#### [Exercise goal]
Every entry is to be returned as it stands, apart from the pictures.

#### [Entries provided]
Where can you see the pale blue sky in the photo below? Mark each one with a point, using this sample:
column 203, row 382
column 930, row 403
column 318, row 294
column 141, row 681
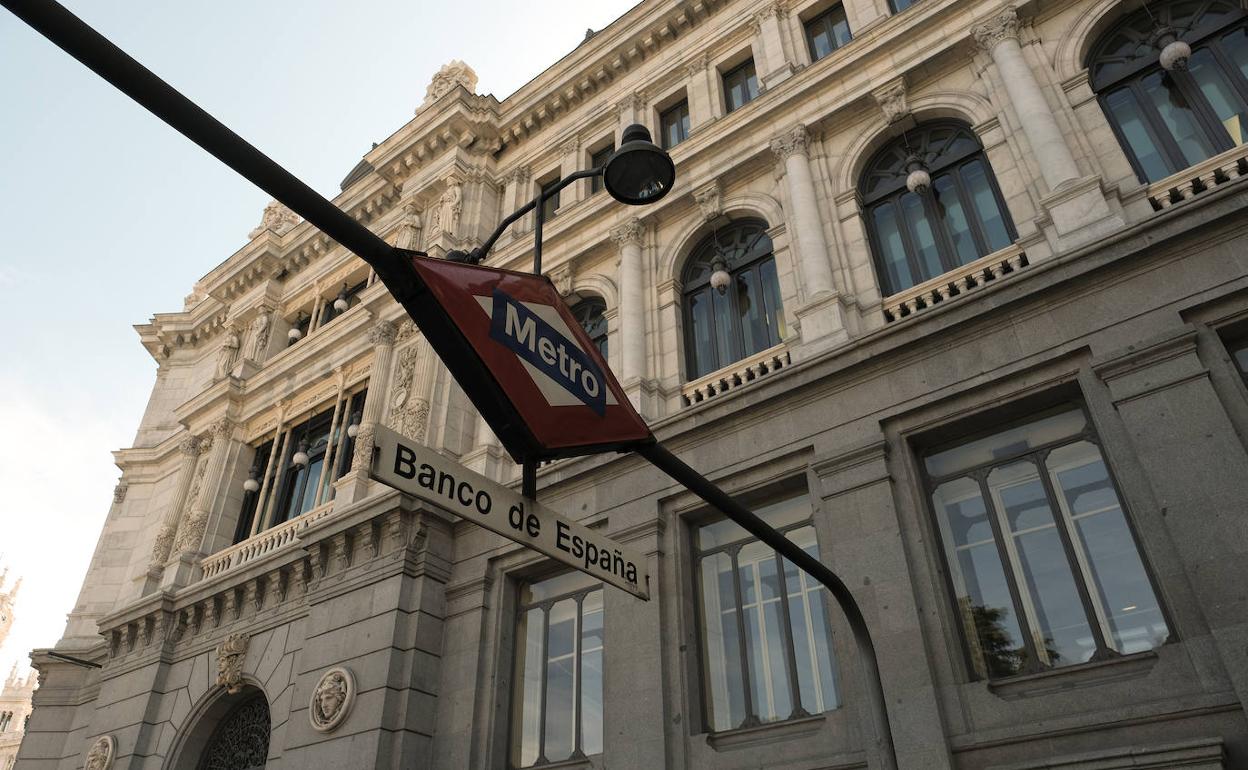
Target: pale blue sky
column 107, row 215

#### [Answer for the task]
Where can you see the pale blue sky in the photo below? Mark each one with a point, using this sample:
column 203, row 382
column 930, row 403
column 318, row 294
column 141, row 681
Target: pale blue sky
column 107, row 215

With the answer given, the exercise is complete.